* Exercise task
Extract every line of the rows below and reproduce each one unchanged.

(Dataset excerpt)

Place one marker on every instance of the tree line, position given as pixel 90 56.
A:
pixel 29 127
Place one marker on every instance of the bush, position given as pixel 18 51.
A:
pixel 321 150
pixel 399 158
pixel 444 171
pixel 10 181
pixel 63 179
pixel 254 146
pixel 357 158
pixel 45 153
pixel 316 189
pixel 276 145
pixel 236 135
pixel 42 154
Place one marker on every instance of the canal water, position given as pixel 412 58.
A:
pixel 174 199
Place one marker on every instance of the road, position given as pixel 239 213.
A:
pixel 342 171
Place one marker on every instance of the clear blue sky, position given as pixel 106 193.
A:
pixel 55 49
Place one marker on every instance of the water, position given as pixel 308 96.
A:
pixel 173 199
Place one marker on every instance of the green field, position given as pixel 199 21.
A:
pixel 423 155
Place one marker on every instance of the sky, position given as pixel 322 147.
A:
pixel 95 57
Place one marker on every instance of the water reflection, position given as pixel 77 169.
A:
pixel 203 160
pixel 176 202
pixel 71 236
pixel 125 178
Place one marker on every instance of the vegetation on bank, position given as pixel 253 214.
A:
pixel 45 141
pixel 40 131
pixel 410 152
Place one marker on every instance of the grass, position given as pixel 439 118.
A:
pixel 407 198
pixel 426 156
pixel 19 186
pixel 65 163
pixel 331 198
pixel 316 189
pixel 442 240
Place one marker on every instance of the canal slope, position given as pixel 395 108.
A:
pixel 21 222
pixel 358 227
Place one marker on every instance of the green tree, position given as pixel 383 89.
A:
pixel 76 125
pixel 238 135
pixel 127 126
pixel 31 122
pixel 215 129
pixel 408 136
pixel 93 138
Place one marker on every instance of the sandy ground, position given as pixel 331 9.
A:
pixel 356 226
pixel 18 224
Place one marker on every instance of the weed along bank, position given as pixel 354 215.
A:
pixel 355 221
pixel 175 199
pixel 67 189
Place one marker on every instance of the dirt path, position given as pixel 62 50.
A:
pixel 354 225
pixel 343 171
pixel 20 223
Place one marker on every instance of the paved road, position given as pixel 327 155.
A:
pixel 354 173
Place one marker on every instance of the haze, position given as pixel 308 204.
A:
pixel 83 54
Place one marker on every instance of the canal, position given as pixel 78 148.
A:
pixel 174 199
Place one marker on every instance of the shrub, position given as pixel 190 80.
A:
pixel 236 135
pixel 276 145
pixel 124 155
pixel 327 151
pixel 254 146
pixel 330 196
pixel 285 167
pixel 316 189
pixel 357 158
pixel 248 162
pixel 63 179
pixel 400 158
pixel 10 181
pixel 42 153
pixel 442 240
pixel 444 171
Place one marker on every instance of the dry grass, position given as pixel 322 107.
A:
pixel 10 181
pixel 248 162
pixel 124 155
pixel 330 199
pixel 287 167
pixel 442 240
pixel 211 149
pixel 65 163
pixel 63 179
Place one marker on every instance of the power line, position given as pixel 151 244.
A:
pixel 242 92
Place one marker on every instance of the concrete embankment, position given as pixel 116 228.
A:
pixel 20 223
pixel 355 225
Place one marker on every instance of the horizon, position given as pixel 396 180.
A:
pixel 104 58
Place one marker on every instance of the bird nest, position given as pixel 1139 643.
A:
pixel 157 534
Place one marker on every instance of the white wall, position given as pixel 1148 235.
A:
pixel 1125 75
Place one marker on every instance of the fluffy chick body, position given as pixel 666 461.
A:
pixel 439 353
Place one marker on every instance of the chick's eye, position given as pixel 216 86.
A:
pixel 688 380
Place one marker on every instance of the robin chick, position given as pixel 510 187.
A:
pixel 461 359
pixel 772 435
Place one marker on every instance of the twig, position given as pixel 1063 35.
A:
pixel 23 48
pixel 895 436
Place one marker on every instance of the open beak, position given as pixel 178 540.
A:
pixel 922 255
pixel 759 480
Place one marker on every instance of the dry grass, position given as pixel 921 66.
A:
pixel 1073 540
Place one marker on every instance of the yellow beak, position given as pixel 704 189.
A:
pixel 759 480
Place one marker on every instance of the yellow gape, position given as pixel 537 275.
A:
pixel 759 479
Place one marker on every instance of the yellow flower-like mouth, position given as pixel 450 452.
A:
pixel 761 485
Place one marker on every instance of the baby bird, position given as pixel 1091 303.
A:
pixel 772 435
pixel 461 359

* Response to the exercise
Place one marker on every instance of the tree line, position given as pixel 90 56.
A:
pixel 29 127
Place one marker on every instance of the bush, position given as pixel 18 51.
A:
pixel 321 150
pixel 399 158
pixel 444 171
pixel 10 181
pixel 63 179
pixel 254 146
pixel 357 158
pixel 45 153
pixel 316 189
pixel 276 145
pixel 236 135
pixel 42 154
Place one marker on every instance of the canal water, position given as pixel 412 58.
A:
pixel 174 199
Place one marker on every instance of the road, position given as pixel 239 213.
A:
pixel 342 171
Place one marker on every instance of the clear blue sky, position given as pixel 106 193.
A:
pixel 55 49
Place one marker on every instance of the water, position given as pixel 308 96.
A:
pixel 173 199
Place one marker on every instance of the green field, position given as pixel 199 21.
A:
pixel 423 155
Place one marker on every instance of the sky, position given as pixel 322 147.
A:
pixel 95 57
Place one marker on every instance of the water reflection, position given as pixel 77 169.
A:
pixel 203 160
pixel 176 202
pixel 71 236
pixel 125 178
Place one marker on every instance of the vegetation on bank, position given as pixel 253 214.
A:
pixel 45 141
pixel 40 131
pixel 410 152
Place one marker on every instance of the grass, position given as pixel 439 118.
A:
pixel 407 198
pixel 426 156
pixel 19 186
pixel 65 163
pixel 331 198
pixel 316 189
pixel 442 240
Place one marker on every instance of the canal slope, position given as pixel 395 108.
A:
pixel 21 222
pixel 358 227
Place one marker on every instance of the green tree, position given as pixel 383 89.
A:
pixel 76 125
pixel 238 135
pixel 127 126
pixel 31 122
pixel 215 129
pixel 408 136
pixel 93 138
Place one marker on every instance of the sandy ground, position given as pixel 331 9.
A:
pixel 356 226
pixel 18 224
Place one marker on every instance of the weed along bank, position given as pixel 354 215.
A:
pixel 355 221
pixel 175 199
pixel 67 189
Place one marker on every instance of the dirt path, position given as pixel 62 50.
A:
pixel 354 225
pixel 343 171
pixel 20 223
Place one marker on every instance of the paved road, position given as pixel 327 155.
A:
pixel 354 173
Place one marker on every instance of the haze, position given as pixel 308 204.
A:
pixel 83 54
Place one marker on every instance of the canal, position given as pixel 78 148.
A:
pixel 174 199
Place one marker on every instance of the shrub, position given as pixel 190 80.
A:
pixel 236 135
pixel 276 145
pixel 124 155
pixel 327 151
pixel 254 146
pixel 330 196
pixel 285 167
pixel 316 189
pixel 357 158
pixel 248 162
pixel 63 179
pixel 400 158
pixel 10 181
pixel 42 153
pixel 442 240
pixel 444 171
Place one marker on every instance of the dry grass, position given as pixel 322 107.
A:
pixel 10 181
pixel 248 162
pixel 124 155
pixel 330 199
pixel 287 167
pixel 442 240
pixel 211 149
pixel 65 163
pixel 63 179
Place one marker on every instance of the power line, position given as pixel 151 244.
A:
pixel 242 92
Place one marker on every instance of the concrete embankment, position given as pixel 116 228.
A:
pixel 20 223
pixel 355 225
Place one marker on every instance of the horizon, position given as pixel 396 180.
A:
pixel 104 58
Place one marker on every instance of the bird nest, position given as pixel 1139 643.
A:
pixel 157 534
Place one marker on every instance of the white wall, position given as pixel 1148 235.
A:
pixel 1125 75
Place one marker on every instance of the fluffy chick body, position given as pixel 666 461.
A:
pixel 439 353
Place one marker on every instance of the chick's eye, position given as pixel 216 86.
A:
pixel 688 380
Place one marker on every instance of the robin chick, position given as pixel 510 187.
A:
pixel 461 359
pixel 772 435
Place one marker on every instance of the twig, position given as pixel 1063 35.
A:
pixel 23 48
pixel 895 436
Place one marker on every instance of the open beak, position given as pixel 178 540.
A:
pixel 922 255
pixel 759 480
Place one marker on every instance of the dry grass, position given as pixel 921 66.
A:
pixel 1073 540
Place one marker on every instance of the yellow beak, position given as pixel 704 189.
A:
pixel 759 480
Place one marker on every instance of the yellow gape, position given as pixel 537 275.
A:
pixel 759 479
Place one marker on every instance of the yellow flower-like mouth, position given as pixel 450 452.
A:
pixel 761 485
Place one marker on every instance of the baby bird, position given as pixel 1091 303.
A:
pixel 772 435
pixel 461 359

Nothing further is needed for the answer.